=== Data listing ===
——
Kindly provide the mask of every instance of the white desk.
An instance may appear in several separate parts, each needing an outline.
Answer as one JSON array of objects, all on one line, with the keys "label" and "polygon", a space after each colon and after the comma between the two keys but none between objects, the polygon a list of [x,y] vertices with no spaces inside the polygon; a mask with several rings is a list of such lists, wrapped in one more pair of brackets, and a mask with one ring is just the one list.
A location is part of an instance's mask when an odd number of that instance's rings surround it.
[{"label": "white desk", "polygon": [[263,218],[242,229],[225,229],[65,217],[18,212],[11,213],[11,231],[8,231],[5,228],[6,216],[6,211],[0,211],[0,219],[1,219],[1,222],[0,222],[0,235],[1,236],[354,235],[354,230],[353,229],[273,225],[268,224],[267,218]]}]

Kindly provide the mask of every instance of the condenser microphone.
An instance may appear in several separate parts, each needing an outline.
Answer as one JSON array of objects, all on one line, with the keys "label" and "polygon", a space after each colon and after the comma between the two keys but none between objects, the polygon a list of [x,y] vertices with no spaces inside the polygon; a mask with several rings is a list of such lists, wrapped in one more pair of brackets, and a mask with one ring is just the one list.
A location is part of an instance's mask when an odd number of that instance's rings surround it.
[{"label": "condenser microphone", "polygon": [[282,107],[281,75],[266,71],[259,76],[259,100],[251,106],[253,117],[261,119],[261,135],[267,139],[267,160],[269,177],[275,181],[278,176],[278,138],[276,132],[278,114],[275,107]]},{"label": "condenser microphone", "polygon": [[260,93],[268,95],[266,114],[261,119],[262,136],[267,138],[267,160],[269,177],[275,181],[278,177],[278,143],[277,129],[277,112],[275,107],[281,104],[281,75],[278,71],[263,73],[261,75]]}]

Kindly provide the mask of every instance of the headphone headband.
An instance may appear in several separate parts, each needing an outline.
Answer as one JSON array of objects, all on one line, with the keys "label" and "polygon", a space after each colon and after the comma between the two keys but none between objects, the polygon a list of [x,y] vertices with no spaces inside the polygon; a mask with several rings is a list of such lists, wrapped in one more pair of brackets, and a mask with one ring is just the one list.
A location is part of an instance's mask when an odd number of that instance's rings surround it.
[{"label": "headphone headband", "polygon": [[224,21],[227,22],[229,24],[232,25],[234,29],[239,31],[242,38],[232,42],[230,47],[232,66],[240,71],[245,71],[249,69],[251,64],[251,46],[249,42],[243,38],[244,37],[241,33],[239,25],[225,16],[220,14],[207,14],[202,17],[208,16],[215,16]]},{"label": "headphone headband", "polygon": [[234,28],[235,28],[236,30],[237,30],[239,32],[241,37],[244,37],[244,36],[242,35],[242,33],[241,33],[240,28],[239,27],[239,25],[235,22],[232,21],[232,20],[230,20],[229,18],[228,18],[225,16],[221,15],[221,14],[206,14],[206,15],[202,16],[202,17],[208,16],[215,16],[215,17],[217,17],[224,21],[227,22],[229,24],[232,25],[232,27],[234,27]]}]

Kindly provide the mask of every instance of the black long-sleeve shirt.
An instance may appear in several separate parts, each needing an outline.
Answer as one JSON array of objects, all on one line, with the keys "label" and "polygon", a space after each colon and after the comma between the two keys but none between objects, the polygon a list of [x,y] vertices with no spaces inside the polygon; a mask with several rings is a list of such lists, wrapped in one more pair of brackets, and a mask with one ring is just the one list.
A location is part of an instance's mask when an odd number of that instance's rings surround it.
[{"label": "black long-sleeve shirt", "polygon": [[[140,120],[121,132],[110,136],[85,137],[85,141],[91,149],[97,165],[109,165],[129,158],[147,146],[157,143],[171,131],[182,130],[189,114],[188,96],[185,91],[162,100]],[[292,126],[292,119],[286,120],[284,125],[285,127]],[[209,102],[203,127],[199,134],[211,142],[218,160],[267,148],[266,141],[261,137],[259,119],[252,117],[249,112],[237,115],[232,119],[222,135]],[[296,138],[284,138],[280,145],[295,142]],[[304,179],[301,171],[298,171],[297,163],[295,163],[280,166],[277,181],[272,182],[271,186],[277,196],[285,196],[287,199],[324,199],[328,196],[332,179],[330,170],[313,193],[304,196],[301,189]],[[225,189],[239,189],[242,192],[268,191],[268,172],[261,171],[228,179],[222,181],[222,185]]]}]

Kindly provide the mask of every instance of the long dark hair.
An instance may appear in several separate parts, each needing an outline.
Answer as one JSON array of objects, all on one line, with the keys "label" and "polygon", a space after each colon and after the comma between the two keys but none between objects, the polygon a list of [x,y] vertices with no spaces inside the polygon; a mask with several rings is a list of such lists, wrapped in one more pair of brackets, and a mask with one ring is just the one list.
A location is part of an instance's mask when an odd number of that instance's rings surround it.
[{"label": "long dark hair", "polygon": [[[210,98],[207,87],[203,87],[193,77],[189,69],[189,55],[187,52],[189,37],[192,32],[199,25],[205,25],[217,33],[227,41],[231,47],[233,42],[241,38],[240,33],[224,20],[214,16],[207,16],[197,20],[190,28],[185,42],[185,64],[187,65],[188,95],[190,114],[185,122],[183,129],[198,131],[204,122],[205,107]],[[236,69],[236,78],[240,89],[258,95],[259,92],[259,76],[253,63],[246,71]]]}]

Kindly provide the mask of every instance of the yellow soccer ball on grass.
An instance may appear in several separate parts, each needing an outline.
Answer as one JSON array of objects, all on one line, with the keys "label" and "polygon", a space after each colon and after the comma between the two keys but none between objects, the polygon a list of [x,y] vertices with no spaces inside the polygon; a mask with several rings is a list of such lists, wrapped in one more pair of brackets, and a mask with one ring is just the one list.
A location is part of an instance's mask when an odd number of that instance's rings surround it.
——
=== What is needed ===
Find every line of the material above that contains the string "microphone", matching case exactly, and copy each of those lines in full.

=== Output ===
Kindly provide the mask of every instance of the condenser microphone.
[{"label": "condenser microphone", "polygon": [[282,107],[281,75],[266,71],[259,76],[259,100],[251,106],[253,117],[261,119],[261,135],[267,139],[267,160],[269,177],[275,181],[278,176],[278,138],[276,132],[278,114],[275,107]]},{"label": "condenser microphone", "polygon": [[260,93],[268,95],[266,114],[261,119],[262,136],[267,138],[267,160],[269,177],[275,181],[278,177],[278,143],[277,129],[277,112],[275,107],[281,104],[281,75],[278,71],[263,73],[261,75]]}]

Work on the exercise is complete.